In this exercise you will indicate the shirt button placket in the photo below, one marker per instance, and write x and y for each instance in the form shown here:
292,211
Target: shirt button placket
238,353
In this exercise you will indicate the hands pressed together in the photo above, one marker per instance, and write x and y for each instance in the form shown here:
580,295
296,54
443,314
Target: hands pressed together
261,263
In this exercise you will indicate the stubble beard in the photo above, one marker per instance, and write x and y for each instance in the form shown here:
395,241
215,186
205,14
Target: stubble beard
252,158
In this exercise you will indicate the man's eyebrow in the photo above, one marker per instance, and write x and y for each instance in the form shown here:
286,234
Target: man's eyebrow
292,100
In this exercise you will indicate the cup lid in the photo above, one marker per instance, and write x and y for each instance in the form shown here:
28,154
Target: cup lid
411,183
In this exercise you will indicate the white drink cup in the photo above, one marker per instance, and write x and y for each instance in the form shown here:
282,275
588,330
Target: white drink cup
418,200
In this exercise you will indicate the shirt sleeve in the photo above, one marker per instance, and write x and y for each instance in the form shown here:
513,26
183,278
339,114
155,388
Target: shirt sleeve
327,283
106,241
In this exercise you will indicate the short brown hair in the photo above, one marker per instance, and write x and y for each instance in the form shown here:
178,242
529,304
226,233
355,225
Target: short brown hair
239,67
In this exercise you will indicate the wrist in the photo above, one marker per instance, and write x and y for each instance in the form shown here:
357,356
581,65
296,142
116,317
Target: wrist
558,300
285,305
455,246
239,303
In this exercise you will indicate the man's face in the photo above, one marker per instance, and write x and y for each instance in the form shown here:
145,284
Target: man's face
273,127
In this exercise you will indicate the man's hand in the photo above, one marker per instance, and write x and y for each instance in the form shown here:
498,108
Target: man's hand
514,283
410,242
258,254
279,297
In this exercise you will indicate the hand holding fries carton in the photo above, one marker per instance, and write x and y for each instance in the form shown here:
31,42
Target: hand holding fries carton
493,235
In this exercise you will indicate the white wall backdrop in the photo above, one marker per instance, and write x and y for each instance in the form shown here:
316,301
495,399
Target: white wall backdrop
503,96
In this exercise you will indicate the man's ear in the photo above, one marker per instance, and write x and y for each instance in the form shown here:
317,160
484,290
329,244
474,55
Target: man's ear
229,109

* * *

• EXERCISE BRIEF: No line may be altered or left out when the data is written out.

• WRITTEN REPLY:
In this exercise you will indicate the shirt button placket in the photo below, one marker per instance, and write x and y for each instance in the form shown here:
292,211
Target: shirt button placket
238,353
In this exercise you will indicate the hands pressed together in the photo above, one marker per instance, and write x and y for each instance in the form shown here:
580,295
296,54
443,314
Target: hands pressed together
261,263
In this exercise you will indicate the stubble beard in the photo above, one marker per instance, and write x and y for each instance in the form shown here:
395,241
215,186
205,14
Target: stubble beard
252,158
In this exercise you will indicate the man's eyebrow in the photo above, one marker per instance, and write x and y for each instance in the form shown here:
286,234
Target: man's eyebrow
292,100
In this exercise you will indicate the cup lid in the photo above, one marker per instance, and write x and y for each instance in the form shown here:
28,154
Target: cup lid
411,183
In this exercise you will indicate the white drink cup in the photo above, one marker per instance, and write x and y for each instance in the form shown here:
282,275
588,330
Target: white drink cup
418,200
In this exercise you will indicate the shirt sleeve in the photo above, one marker per instance, and write x and y for each instance in the form shown here:
513,26
183,278
339,114
155,388
Target: shirt sleeve
327,283
106,241
In this exercise you will indicate the short brown hair in the photo above, one marker per instance, and write x and y for each instance in the form shown here:
178,242
529,304
226,233
355,225
Target: short brown hair
239,67
In this exercise you will indicate the wrist in the photo above, one marker per instance, and write x and y for each instance in the form shown here:
357,356
581,65
296,142
116,317
Target: wrist
558,300
285,305
455,246
239,303
In this exercise you will indicate the man's face in the photo above, one marker per instance, and write x and y for each instance in the form shown here:
145,284
Target: man's face
273,127
In this exercise you will indicate the man's hand in the photo above, one marker per instance, and write x and y for each instance in the form shown here:
498,108
Target: man's hand
514,283
410,242
258,254
279,297
In this exercise you will indicate the hand holding fries carton in the photo above, one marker per instance, and write x and y for each instance in the form shown here:
31,42
Target: hand holding fries carton
493,235
In this exercise you will indicate the white wall backdrop in the photo above, one marker per instance, and write x and y for each instance in the form shown here:
316,301
495,399
Target: white wall backdrop
503,96
In this exercise you will indicate the man's ear in the photo above, one marker per instance, and write x and y for each instance in the form shown here:
317,160
484,290
329,244
474,55
Target: man's ear
229,109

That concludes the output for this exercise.